GIVEN INSTRUCTION
Pull out the lines from the one containing "Expected: the position of each instance of the iridescent" through the final line of the listing below and repeat them exactly. Leave the pictures behind.
───── RECORDS FOR THE TASK ─────
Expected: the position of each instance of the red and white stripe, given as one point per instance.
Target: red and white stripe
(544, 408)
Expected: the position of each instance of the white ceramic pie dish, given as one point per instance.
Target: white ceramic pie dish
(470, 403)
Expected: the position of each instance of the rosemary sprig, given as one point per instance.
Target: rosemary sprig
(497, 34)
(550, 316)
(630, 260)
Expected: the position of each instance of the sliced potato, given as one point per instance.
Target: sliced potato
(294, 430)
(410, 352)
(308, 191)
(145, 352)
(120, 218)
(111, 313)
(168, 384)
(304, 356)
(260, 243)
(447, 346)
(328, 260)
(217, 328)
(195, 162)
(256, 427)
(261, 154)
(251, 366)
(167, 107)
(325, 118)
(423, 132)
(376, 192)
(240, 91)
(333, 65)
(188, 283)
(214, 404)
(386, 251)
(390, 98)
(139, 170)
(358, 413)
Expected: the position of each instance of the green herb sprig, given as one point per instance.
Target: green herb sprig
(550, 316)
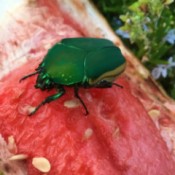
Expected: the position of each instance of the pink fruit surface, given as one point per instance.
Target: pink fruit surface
(117, 137)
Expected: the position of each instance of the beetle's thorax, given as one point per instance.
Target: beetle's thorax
(44, 82)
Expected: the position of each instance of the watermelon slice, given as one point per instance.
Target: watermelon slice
(117, 137)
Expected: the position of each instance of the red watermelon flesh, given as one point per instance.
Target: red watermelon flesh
(117, 137)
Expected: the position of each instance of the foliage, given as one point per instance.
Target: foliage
(147, 27)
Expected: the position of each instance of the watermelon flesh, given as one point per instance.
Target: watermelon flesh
(117, 137)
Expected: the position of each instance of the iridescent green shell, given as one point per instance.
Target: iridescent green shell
(83, 61)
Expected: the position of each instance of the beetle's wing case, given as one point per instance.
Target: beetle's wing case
(64, 64)
(87, 44)
(105, 63)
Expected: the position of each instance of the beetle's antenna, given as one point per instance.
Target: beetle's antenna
(118, 85)
(29, 75)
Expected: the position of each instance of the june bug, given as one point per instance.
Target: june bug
(78, 62)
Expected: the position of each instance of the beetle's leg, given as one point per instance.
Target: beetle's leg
(29, 75)
(61, 92)
(76, 89)
(118, 85)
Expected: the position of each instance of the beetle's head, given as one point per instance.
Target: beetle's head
(43, 82)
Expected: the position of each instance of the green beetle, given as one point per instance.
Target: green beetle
(78, 62)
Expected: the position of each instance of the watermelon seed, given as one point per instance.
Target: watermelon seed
(154, 113)
(88, 133)
(116, 132)
(18, 157)
(12, 145)
(72, 103)
(42, 164)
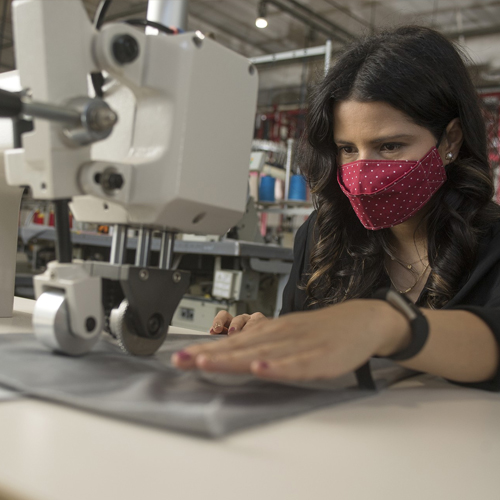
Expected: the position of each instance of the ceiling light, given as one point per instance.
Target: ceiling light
(261, 21)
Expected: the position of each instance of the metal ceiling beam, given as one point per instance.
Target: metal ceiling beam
(347, 12)
(328, 31)
(321, 19)
(471, 33)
─────
WRITTEN ANSWER
Expected: the position of each instance of the iridescent green shell, given as one point per instance.
Target: iridescent green shell
(83, 61)
Expected: the position of each instance of the beetle's wing case, given as one point per instance.
Target: beetle's wing case
(64, 64)
(87, 44)
(105, 63)
Expected: the position of each instance of the beetle's antenna, given as one point per instance.
Target: beetle's antenna
(118, 85)
(29, 75)
Expected: the position of each instance of the june bug, given as one point per instance.
Target: june bug
(78, 62)
Expected: the position of each instance of the beetle's leg, given as one point per instance.
Target: beetle's leg
(29, 75)
(61, 92)
(76, 89)
(118, 85)
Expected: the position of each instance of the beetle's head, given as one point per instance.
Target: beetle's head
(43, 82)
Expected: the position of each instance of the green beetle, given as one point per instance.
Target: green beetle
(78, 62)
Expected: the position of each instance of the watermelon seed, given as one point per instance.
Target: watermelon seed
(154, 113)
(88, 133)
(116, 132)
(18, 157)
(12, 145)
(72, 103)
(42, 164)
Expected: the position of each instance of the ceiling light, given as one point per instance.
Target: ceiling light
(261, 21)
Expected: the position of each instance of the metal ceiling beam, given as one point per instance.
Target: metal ceiling beam
(347, 12)
(328, 31)
(321, 19)
(471, 33)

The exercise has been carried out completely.